● Text for analysis:
Our previous blog post, Designing and Deploying Cisco AI Spoofing Detection, Part 1: From Device to Behavioral Model, introduced a hybrid cloud/on-premises service that detects spoofing attacks using behavioral traffic models of endpoints. In that post, we discussed the motivation and the need for this service and the scope of its operation. We then provided an overview of our Machine Learning development and maintenance process. This post will detail the global architecture of Cisco AISD, the mode of operation, and how IT incorporates the results into its security workflow.
Since Cisco AISD is a security product, minimizing detection delay is of significant importance. With that in mind, several infrastructure choices were designed into the service. Most Cisco AI Analytics services use Spark as a processing engine. However, in Cisco AISD, we use an AWS Lambda function instead of Spark because the warmup time of a Lambda function is typically shorter, enabling a quicker generation of results and, therefore a shorter detection delay. While this design choice reduces the computational capacity of the process, that has not been a problem thanks to a custom-made caching strategy that reduces processing to only new data on each Lambda execution.

● Data below:
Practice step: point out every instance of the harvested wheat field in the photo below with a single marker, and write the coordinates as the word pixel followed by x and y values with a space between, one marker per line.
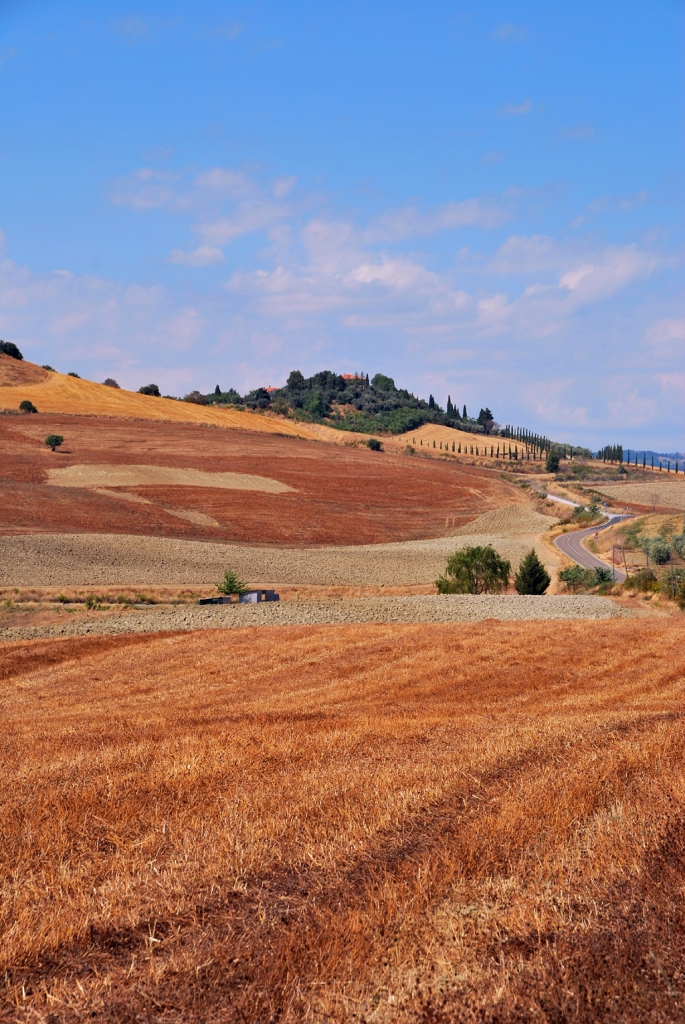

● Exercise tasks:
#1 Answer these questions from the post on Cisco AI Spoofing Detection:
(a) What does the service use to detect spoofing attacks?
(b) Which processing engine do most Cisco AI Analytics services use?
(c) What keeps the reduced computational capacity of the Lambda-based process from being a problem?
#2 Extend the post on Cisco AI Spoofing Detection, picking up right after its final sentence.

● Answers to each task:
#1
(a) Behavioral traffic models of endpoints.
(b) Spark.
(c) A custom-made caching strategy that limits processing to only new data on each Lambda execution.

#2
Global AI Spoofing Detection Architecture Overview
Cisco AISD is deployed on a Cisco DNA Center network controller using a hybrid architecture of an on-premises controller tethered to a cloud service. The service consists of on-premises processes as well as cloud-based components.
The on-premises components on the Cisco DNA Center controller perform several vital functions. On the outbound data path, the service continually receives and processes raw data captured from network devices, anonymizes customer PII, and exports it to cloud processes over a secure channel. On the inbound data path, it receives any new endpoint spoofing alerts generated by the Machine Learning algorithms in the cloud, deanonymizes any relevant customer PII, and triggers any Changes of Authorization (CoA) via Cisco Identity Services Engine (ISE) on affected endpoints.
The cloud components perform several key functions focused primarily on processing the high volume data flowing from all on-premises deployments and running Machine Learning inference. In particular, the evaluation and detection mechanism has three steps:
- Apache Airflow is the underlying orchestrator and scheduler to initiate compute functions. An Airflow DAG frequently enqueues computation requests for each active customer to a queuing service.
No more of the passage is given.